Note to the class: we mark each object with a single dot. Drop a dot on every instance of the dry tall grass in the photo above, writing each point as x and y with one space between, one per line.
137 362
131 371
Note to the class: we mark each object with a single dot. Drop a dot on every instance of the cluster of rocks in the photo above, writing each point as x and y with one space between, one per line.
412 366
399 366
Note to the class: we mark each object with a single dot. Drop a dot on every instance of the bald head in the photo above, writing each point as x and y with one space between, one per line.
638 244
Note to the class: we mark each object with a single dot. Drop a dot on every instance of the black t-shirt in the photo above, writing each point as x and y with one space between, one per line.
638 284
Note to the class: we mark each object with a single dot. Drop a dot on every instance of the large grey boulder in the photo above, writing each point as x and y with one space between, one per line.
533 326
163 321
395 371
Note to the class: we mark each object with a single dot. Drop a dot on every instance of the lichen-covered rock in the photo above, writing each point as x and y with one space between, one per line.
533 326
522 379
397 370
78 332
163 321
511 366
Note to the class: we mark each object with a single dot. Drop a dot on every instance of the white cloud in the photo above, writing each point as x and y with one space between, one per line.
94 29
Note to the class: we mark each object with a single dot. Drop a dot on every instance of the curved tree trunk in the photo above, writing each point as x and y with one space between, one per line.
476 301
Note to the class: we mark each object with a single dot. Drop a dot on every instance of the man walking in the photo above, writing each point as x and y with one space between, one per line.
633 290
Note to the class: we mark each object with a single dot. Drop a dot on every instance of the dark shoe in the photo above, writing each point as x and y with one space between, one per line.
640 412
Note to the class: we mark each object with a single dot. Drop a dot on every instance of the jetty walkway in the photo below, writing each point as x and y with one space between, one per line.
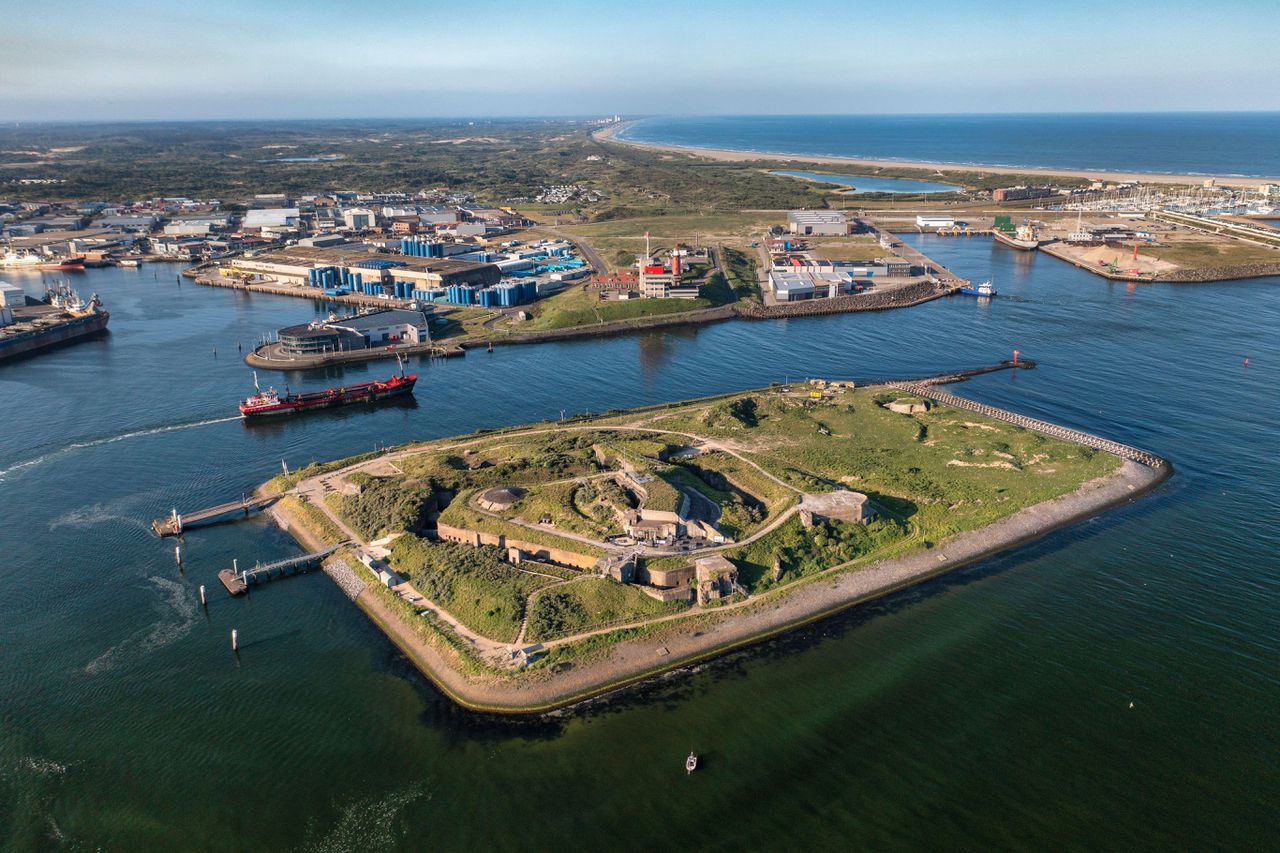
238 582
176 523
1105 445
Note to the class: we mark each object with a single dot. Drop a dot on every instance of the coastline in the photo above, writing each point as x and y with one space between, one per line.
728 155
696 637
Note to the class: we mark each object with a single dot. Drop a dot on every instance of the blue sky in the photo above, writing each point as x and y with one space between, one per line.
133 59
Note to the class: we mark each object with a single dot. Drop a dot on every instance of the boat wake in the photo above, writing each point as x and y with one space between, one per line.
109 439
373 822
178 616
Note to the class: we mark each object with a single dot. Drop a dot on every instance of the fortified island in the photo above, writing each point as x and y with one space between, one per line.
530 568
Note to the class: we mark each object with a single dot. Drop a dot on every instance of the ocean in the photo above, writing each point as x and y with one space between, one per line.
1221 144
988 708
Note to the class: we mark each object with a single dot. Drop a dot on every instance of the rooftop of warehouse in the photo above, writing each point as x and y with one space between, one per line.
351 256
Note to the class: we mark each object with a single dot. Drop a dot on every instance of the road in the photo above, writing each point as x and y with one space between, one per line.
597 263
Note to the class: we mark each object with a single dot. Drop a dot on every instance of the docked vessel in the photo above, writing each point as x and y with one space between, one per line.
62 316
31 260
986 288
270 402
1023 238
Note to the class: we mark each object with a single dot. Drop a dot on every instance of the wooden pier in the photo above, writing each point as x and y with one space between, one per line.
237 582
176 523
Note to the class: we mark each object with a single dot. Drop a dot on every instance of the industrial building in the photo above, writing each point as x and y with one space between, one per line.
819 223
365 272
1022 194
272 218
796 286
359 332
359 218
662 282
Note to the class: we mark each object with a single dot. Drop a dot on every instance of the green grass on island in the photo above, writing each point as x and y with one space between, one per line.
737 469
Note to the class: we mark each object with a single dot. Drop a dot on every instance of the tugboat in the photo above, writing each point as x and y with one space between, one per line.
270 402
984 290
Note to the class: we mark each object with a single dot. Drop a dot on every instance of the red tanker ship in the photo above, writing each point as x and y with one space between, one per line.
270 402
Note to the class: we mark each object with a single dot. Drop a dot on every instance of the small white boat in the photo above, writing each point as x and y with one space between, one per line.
986 290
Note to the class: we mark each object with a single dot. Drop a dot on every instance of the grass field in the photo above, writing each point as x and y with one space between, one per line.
1212 252
928 475
476 585
589 603
622 238
855 247
577 306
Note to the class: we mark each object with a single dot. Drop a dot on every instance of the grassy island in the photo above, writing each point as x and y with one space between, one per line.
529 568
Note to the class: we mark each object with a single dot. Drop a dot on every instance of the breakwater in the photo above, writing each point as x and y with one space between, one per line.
1105 445
1221 273
270 357
901 297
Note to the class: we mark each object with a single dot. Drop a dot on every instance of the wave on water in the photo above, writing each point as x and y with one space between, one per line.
109 439
91 515
366 824
178 616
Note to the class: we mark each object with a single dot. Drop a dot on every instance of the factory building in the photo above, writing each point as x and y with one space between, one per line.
359 218
272 218
373 272
359 332
818 223
1022 194
662 282
798 286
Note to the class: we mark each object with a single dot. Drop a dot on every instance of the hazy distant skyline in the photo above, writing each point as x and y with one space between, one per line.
133 59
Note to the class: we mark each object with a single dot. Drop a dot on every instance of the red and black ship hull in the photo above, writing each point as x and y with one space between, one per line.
364 392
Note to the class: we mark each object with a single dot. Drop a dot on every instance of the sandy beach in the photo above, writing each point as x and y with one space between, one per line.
936 169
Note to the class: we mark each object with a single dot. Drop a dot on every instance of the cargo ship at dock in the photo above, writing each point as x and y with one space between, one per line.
272 404
62 316
30 260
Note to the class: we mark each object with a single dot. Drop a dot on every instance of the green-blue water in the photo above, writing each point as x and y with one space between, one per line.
1244 144
858 183
986 710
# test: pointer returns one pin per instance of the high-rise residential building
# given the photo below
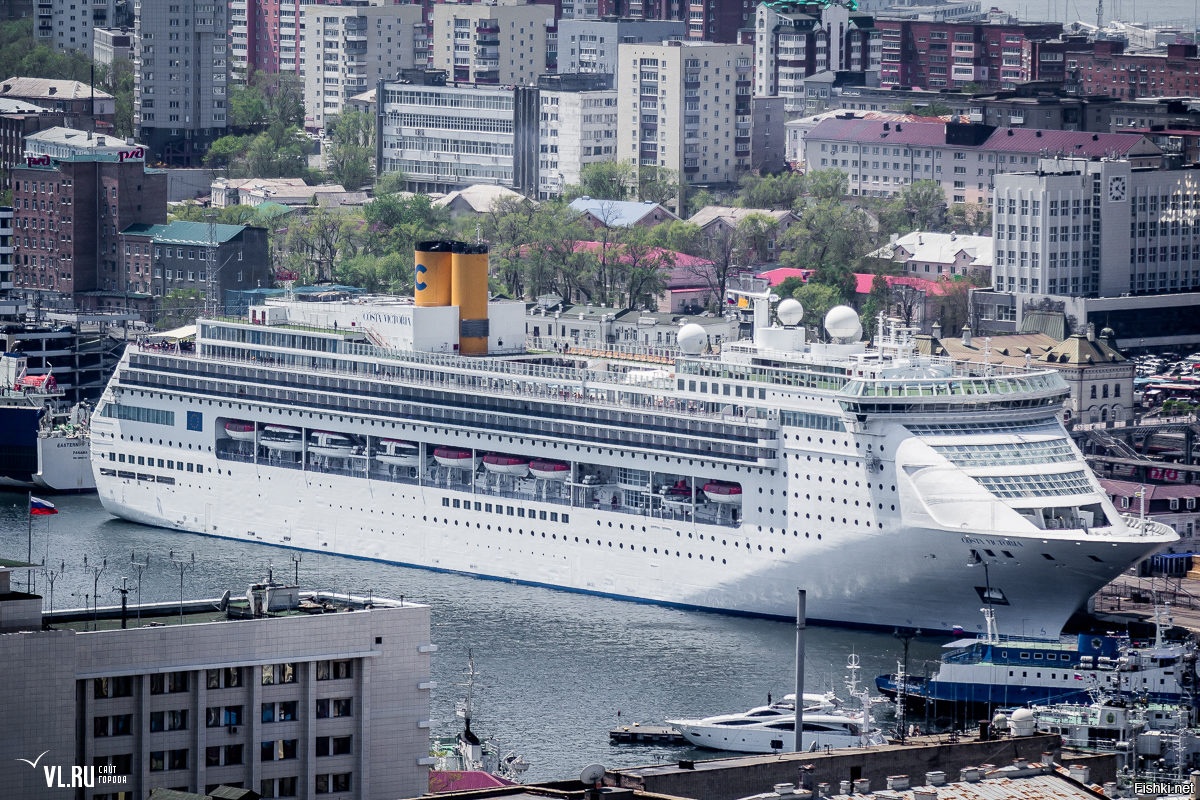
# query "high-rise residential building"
(591, 44)
(71, 198)
(67, 25)
(685, 107)
(348, 49)
(576, 126)
(799, 41)
(257, 695)
(492, 44)
(444, 138)
(955, 54)
(180, 77)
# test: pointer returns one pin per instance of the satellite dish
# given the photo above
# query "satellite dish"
(592, 774)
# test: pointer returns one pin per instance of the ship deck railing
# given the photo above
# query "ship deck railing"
(484, 486)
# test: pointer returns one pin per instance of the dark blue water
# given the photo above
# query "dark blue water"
(556, 668)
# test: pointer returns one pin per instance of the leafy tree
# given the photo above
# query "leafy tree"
(351, 149)
(970, 217)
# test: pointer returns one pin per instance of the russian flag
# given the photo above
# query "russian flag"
(39, 507)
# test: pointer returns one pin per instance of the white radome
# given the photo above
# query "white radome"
(790, 312)
(843, 324)
(693, 338)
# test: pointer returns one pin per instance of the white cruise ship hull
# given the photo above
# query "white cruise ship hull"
(885, 519)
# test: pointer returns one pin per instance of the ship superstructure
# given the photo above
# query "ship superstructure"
(898, 489)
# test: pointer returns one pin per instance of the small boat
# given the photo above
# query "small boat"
(240, 429)
(454, 457)
(504, 464)
(399, 453)
(724, 493)
(778, 734)
(281, 437)
(327, 443)
(550, 470)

**********

#### [WHAT THIS TASK INVOLVES]
Copy out every line of the data that includes "returns".

#### [COMPLETED TASK]
# test: pointer returns one pin per instance of the high-rise residential building
# test: pointer returns one pin per instance of the satellite dish
# test: pointer returns one pin per instance of the ship deck railing
# test: pointer returns one pin per instance of the dark blue water
# test: pointer returns one pin per instance of the leafy tree
# test: pointer returns one pin per instance of the russian flag
# test: pointer returns one pin per instance of the white radome
# test: pointer returns one pin per instance of the white cruise ship hull
# test: pointer returns one pin per instance of the ship superstructure
# test: pointer returns one pin per instance of the small boat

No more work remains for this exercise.